__Goal of the exercise__: Working from the entries below, count every line that includes the word "instance". Return the figure alone.

[Records contained in a dataset]
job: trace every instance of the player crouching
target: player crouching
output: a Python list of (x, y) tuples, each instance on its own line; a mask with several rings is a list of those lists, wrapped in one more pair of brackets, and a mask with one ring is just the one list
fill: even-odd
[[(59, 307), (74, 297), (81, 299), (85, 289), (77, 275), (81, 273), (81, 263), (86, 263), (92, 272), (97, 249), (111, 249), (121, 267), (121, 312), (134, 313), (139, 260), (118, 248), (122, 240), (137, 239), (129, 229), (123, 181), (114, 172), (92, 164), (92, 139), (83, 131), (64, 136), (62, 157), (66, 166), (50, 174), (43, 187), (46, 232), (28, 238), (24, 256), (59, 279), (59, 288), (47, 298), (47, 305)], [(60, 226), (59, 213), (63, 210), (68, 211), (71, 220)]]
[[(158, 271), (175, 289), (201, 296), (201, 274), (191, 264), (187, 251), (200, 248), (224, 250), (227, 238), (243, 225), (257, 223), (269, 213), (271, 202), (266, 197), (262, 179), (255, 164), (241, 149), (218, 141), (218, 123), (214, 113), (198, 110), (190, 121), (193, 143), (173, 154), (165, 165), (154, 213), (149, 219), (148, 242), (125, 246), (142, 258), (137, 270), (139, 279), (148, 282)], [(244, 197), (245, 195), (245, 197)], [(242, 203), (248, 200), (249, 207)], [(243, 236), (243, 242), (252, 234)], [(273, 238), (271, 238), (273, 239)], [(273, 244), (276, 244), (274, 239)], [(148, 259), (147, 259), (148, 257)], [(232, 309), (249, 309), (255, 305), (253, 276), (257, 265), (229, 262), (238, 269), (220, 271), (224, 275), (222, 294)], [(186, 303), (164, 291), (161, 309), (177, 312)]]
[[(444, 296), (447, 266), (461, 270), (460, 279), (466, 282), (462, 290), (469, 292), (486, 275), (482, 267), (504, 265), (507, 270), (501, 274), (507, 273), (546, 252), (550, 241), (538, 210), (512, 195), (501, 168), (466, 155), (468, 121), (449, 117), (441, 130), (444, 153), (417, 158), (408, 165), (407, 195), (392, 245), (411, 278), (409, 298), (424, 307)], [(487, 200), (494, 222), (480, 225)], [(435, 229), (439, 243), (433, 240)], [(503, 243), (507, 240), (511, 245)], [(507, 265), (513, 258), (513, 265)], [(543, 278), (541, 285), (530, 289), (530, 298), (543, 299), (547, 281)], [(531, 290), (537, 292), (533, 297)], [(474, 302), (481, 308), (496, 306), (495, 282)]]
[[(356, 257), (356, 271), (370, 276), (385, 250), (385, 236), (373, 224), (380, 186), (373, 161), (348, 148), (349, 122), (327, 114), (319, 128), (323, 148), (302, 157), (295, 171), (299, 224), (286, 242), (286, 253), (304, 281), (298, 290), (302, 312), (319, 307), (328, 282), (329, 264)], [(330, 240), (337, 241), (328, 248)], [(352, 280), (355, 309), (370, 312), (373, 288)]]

__Solved exercise__: 2